*** Extracted entries ***

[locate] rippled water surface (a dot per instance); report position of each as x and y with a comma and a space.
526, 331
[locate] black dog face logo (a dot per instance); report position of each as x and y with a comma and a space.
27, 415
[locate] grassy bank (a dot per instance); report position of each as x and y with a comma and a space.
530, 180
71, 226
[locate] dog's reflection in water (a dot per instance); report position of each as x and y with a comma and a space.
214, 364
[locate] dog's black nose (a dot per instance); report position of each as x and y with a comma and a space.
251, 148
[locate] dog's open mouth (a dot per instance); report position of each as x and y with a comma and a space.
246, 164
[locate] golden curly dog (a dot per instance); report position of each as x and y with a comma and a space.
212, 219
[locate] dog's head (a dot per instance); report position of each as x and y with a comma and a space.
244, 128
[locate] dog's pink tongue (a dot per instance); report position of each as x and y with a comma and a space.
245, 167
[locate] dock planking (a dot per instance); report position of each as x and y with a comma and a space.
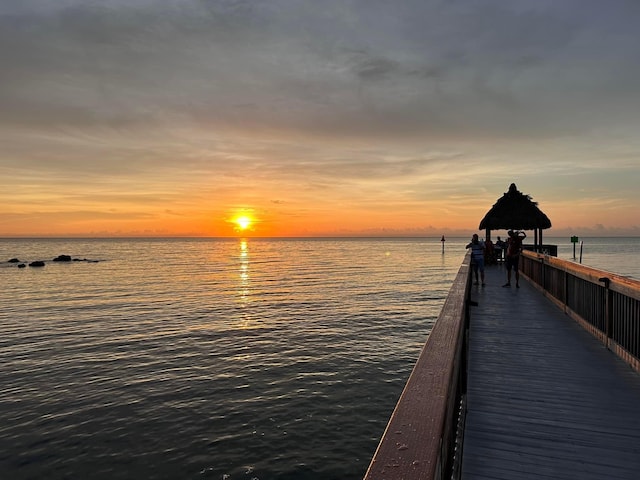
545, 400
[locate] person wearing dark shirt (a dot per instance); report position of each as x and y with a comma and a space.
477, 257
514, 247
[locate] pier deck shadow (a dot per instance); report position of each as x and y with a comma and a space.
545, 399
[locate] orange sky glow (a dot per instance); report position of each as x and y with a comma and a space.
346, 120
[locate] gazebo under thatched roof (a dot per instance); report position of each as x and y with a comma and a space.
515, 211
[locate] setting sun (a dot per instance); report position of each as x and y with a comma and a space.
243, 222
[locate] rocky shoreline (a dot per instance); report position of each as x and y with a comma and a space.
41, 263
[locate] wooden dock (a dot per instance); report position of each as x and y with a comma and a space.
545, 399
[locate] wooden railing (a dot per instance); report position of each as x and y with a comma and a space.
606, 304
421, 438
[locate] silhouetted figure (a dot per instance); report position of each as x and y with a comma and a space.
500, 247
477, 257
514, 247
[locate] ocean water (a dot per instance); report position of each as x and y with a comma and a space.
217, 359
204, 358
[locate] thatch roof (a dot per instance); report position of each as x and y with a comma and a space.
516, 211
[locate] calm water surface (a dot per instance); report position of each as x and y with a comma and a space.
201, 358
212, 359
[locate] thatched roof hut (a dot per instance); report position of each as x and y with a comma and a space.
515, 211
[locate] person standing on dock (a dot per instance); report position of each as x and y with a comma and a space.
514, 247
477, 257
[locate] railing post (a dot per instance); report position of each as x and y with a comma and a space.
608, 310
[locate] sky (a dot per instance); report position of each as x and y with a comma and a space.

***
*** Extracted entries ***

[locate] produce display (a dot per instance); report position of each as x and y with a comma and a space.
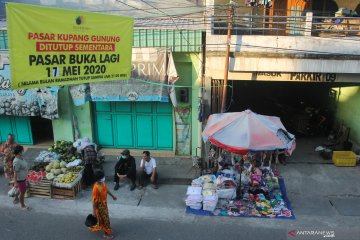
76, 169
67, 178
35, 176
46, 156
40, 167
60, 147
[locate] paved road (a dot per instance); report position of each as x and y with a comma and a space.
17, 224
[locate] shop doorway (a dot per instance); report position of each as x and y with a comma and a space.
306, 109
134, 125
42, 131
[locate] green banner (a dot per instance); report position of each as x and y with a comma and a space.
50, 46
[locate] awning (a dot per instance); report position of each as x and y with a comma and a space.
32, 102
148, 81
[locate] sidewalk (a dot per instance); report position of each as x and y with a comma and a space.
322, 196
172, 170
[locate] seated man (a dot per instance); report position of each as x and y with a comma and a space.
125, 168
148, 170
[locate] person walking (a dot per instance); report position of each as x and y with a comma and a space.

***
*** Extracted entries ***

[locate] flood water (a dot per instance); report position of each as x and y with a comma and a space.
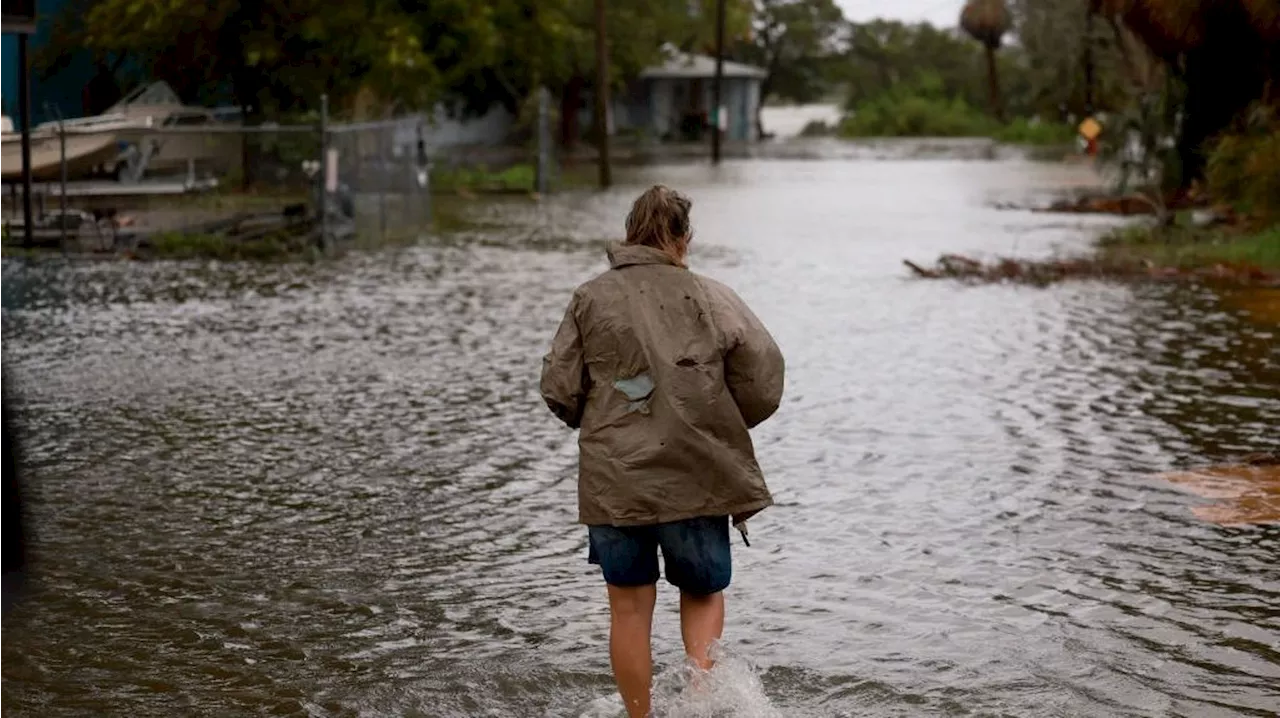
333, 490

***

Work to complete: Collect every line in the items above that contains the string "wooden". Case matters.

Answer to this task:
[locate] wooden dock (a dot per instance); report position of each as x and y with a comma and a space.
[locate] wooden railing (a dot per instance); report position of each as x and y with a comma and a space.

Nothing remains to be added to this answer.